BEGIN Task material

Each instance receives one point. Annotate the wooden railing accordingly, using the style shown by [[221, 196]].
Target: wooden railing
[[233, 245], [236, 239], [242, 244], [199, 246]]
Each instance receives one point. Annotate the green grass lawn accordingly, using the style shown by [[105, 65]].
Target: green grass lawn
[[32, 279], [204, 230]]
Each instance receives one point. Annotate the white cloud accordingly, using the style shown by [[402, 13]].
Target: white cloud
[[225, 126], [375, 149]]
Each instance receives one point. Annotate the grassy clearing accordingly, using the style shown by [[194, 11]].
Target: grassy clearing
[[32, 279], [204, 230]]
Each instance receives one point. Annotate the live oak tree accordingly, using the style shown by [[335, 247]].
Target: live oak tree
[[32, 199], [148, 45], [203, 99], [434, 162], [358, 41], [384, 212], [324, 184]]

END Task material
BEGIN Task material

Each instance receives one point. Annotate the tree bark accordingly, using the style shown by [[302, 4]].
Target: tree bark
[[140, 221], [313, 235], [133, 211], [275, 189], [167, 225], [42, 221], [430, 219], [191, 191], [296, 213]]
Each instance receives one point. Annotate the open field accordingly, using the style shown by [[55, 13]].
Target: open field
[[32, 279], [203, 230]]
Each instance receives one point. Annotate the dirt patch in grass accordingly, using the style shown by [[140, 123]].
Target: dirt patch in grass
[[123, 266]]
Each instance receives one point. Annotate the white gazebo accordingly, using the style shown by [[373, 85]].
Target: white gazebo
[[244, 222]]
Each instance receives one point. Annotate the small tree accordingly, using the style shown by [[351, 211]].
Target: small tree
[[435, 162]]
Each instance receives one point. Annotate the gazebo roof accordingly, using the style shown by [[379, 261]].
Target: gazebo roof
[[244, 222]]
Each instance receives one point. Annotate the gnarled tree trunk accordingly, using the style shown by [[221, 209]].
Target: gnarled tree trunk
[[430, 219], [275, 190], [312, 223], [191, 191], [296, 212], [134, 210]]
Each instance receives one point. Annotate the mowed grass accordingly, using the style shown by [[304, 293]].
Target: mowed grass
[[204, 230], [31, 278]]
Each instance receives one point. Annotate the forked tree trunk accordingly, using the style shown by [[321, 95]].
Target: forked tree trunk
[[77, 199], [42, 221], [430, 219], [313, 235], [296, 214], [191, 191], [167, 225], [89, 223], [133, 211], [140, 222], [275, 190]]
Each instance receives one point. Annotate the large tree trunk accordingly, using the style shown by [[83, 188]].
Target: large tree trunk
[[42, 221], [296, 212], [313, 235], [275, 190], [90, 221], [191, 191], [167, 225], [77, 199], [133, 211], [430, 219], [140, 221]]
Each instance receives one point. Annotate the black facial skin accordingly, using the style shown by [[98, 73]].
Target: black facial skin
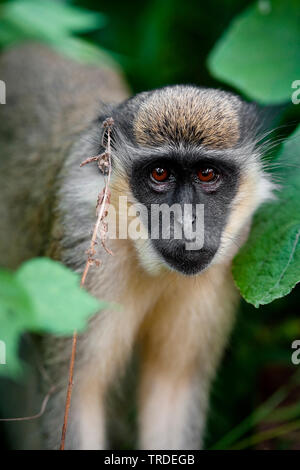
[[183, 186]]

END Task material
BEGIN Task material

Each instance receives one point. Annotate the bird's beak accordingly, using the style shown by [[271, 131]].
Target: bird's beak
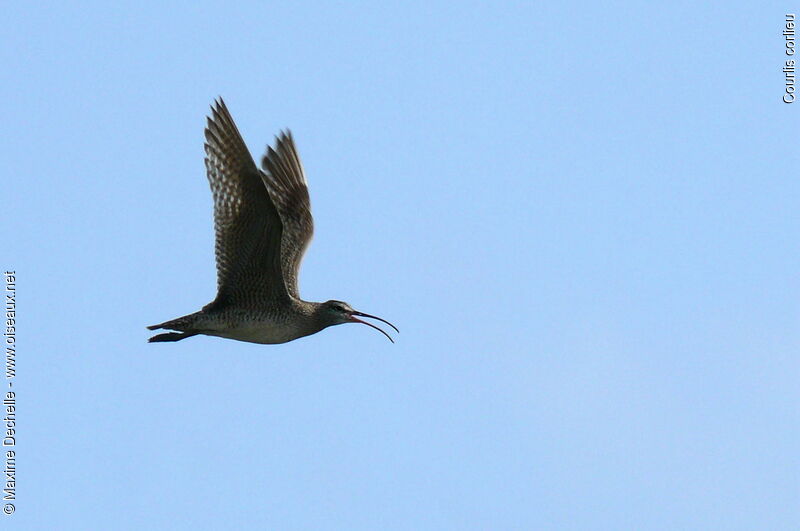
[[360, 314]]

END Task material

§ Aim of the exercise: Print exactly the lines above from the one with "Each instance receives one point. Annotate the gazebo" to the one with "Each instance receives one point. Annotate the mowed", including both.

§ Exercise output:
Each instance receives one point. Annotate the gazebo roof accordingly, using the style shown by [[379, 261]].
Target: gazebo roof
[[244, 222]]
Each instance receives one point. Annotate the gnarled tree trunk accordingly, using the style shown by [[221, 209]].
Target: gnarled tree trunk
[[430, 219], [275, 190], [312, 223], [191, 191], [296, 212], [134, 210]]
Each instance receives one point. Annotate the mowed grass accordingly, using the style shown by [[304, 293]].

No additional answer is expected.